- ACTION ITEM A: In the article on Olympic Games lanes, how many miles of road in central London do the lanes cover?
- ACTION ITEM B: Reproduce the Olympic Games lanes article from "Sick and vulnerable" up to and including "to a crawl.".
- ACTION ITEM C: Carry on writing the article about ambulances and the Olympic Games lanes, starting after its last sentence.

- TEXT SHOWN:

◆ ◆ ◆ ◆ ◆

Olympic VIPs take fast lane leaving patients at risk

Games organisers accused of risking health of Londoners by banning ambulances without blue lights on from ‘Games lanes’

Sick and vulnerable NHS patients will be left stranded in ambulances in traffic jams while dignitaries and sponsors race past in a fleet of expensive cars on specially designated lanes during the Olympics, healthcare providers fear.

Games organisers have been accused of risking people’s health by banning the routine use by ambulances of the “Games lanes” introduced to ensure that VIPs can travel quickly to events. The decision to reject a request for access from NHS London, the capital’s strategic health authority, has led to a storm of anger. Medical Services, an independent business that transports patients for the health service, and whose clients include the hospitals closest to the Olympic stadium, says it fears that the ill, including those on dialysis, will be trapped in vehicles as London suffers unprecedented congestion, with traffic on key routes expected to slow to a crawl.

The Games lanes comprise 30 miles of road in central London on which only the “Olympic family” will be allowed to travel – athletes, officials and sponsors, including Coca-Cola and McDonald’s. BMW has donated 4,000 3 and 5 series cars to be used during the Games. Following consultation with the NHS, ambulances will be allowed to use the lanes when they have their blue lights on, but critics say there are many urgent journeys that cannot justify the use of blue lights. They can only be employed in a genuine emergency and those entitled to use them generally require special training.

Leah Bevington, head of communication at Medical Services, expressed astonishment that even appeals for bus lanes to be opened up to ambulances and vehicles transporting patients had been rejected by Transport for London (TfL) and the London Olympic Organising Committee so that public transport was not held up at peak times. Bevington said: “This means that sick people, often elderly and frail, urgent blood supplies, oxygen, will all be made to wait in traffic with the rest of us. Congestion can be bad enough around London on a regular day so you can imagine that we are concerned that patients will be on a vehicle for much longer periods of time.” She added: “As much as the NHS and everyone else is trying to run business as usual, without some help it won’t happen.”

◆ ◆ ◆ ◆ ◆

- INPUT DATA:
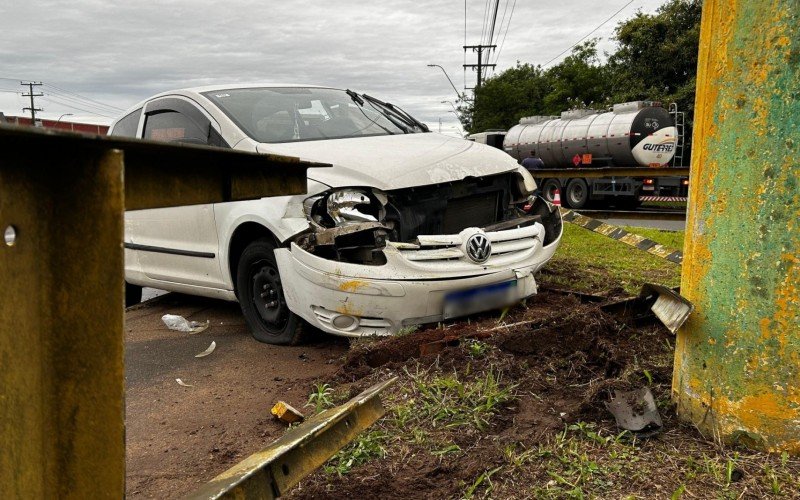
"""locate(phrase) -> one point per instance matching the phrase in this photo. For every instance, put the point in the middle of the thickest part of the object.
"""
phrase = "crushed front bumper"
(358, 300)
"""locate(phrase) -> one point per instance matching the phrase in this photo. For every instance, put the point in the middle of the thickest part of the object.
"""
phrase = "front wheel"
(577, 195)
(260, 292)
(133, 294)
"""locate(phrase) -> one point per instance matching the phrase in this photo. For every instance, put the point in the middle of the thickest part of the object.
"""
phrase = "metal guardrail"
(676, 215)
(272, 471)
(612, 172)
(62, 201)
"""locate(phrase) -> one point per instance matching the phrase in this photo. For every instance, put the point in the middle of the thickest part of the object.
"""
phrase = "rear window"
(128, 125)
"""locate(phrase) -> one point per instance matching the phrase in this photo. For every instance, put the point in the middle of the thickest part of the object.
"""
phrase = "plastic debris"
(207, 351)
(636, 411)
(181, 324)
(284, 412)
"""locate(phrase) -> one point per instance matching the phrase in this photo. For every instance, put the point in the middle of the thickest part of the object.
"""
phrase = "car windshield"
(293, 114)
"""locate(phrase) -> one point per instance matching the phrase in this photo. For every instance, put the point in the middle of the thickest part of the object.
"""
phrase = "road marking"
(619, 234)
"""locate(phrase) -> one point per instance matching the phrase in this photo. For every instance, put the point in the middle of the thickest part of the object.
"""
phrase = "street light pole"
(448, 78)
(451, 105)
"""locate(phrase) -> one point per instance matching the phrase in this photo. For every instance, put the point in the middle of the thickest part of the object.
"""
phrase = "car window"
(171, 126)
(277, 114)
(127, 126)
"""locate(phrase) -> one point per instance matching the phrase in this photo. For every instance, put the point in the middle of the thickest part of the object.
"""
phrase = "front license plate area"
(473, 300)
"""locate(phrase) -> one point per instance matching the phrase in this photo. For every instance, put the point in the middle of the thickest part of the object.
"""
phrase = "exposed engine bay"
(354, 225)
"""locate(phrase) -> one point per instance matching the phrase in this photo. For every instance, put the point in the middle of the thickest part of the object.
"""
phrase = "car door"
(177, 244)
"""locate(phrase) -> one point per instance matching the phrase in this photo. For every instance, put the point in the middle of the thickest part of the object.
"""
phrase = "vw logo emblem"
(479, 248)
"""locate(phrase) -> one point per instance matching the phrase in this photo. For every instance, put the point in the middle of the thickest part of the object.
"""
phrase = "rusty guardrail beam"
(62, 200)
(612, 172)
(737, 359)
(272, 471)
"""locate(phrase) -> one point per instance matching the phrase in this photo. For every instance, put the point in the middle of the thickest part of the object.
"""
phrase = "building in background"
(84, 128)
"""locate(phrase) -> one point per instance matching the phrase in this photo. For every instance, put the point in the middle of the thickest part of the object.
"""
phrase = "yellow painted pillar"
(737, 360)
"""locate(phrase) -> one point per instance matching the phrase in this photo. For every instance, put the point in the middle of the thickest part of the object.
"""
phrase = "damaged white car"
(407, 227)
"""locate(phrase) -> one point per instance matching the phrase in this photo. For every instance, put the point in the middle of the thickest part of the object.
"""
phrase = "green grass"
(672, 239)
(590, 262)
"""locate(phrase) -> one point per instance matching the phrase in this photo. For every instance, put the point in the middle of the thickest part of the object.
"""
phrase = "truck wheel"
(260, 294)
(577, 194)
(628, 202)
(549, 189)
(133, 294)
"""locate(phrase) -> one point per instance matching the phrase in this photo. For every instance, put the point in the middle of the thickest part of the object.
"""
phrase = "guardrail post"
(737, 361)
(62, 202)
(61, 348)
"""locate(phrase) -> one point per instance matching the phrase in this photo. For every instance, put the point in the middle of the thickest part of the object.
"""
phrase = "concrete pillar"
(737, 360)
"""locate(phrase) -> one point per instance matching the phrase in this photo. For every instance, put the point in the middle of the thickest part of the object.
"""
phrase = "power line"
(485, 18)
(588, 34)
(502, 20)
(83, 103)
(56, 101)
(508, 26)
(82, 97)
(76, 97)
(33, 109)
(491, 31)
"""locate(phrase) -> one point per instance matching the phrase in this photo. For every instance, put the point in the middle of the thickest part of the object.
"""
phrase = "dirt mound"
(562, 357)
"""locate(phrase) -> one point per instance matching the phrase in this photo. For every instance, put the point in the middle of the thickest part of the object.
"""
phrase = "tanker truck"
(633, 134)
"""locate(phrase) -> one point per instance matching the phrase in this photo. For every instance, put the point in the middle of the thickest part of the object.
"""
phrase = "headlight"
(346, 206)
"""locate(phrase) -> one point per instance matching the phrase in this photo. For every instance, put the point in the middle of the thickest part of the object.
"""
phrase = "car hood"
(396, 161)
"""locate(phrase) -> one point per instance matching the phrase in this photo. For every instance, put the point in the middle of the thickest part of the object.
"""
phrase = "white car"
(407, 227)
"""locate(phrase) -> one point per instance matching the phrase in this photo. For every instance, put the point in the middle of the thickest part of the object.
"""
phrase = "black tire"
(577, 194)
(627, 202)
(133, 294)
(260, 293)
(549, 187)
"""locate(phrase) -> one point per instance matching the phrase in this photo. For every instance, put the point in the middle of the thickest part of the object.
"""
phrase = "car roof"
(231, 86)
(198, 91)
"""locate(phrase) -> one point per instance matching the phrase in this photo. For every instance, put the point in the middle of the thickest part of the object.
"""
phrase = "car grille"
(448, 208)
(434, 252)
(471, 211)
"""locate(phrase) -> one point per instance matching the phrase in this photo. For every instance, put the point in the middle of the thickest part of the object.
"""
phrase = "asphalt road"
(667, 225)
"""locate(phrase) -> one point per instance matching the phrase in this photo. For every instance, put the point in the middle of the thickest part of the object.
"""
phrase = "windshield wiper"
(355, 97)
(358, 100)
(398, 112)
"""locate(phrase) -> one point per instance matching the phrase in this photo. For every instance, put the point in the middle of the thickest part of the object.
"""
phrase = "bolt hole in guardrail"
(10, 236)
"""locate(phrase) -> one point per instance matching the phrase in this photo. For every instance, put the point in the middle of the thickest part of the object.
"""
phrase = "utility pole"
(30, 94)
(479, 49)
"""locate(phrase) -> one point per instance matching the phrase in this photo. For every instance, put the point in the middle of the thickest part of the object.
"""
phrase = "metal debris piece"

◆ ◆ ◆ ◆ ◆

- RESULT A: 30 miles.

- RESULT B:
Sick and vulnerable NHS patients will be left stranded in ambulances in traffic jams while dignitaries and sponsors race past in a fleet of expensive cars on specially designated lanes during the Olympics, healthcare providers fear.

Games organisers have been accused of risking people’s health by banning the routine use by ambulances of the “Games lanes” introduced to ensure that VIPs can travel quickly to events. The decision to reject a request for access from NHS London, the capital’s strategic health authority, has led to a storm of anger. Medical Services, an independent business that transports patients for the health service, and whose clients include the hospitals closest to the Olympic stadium, says it fears that the ill, including those on dialysis, will be trapped in vehicles as London suffers unprecedented congestion, with traffic on key routes expected to slow to a crawl.

- RESULT C:
Medical Services is also concerned about a potential increase in cardiac arrests and breathing difficulties and about the lack of toilet facilities on its vehicles. “[TfL] are generally quite sympathetic and understand that we have patients we need to look after. But their hands are very much tied because they won’t give an exemption to anybody,” said Bevington. “But I really, really can’t see how elderly sick people who live here aren’t as important. They should be at the top of the list. From a healthcare side of things I think it is crazy that they are not offering an exemption.”

Sara Gorton, senior national officer for health at the medical union Unison, said: “The Olympic organisers need to get their priorities straight. That means making sure that patients needing care, whether that’s kidney dialysis or cancer treatment, do not get stuck in long traffic queues, especially in the heat of summer. Now is the time to sit down and plan the best way to ensure the Olympics are a benefit to all Londoners, not just a few.”

Imperial College healthcare trust, whose four London hospitals will be particularly affected by the Olympics, submitted an appeal to use the 100 miles of the Olympic Route Network, the arterial roads which will service the Games. TfL responded: “There is significant demand from the police, utilities and others to use the Games lanes for critical operational reasons which fall short of actual emergencies. To give blanket approval to all these would undermine the performance of the whole Olympic Route Network and Paralympic Route Network and in particular jeopardise the journey time commitments in the host city contract.”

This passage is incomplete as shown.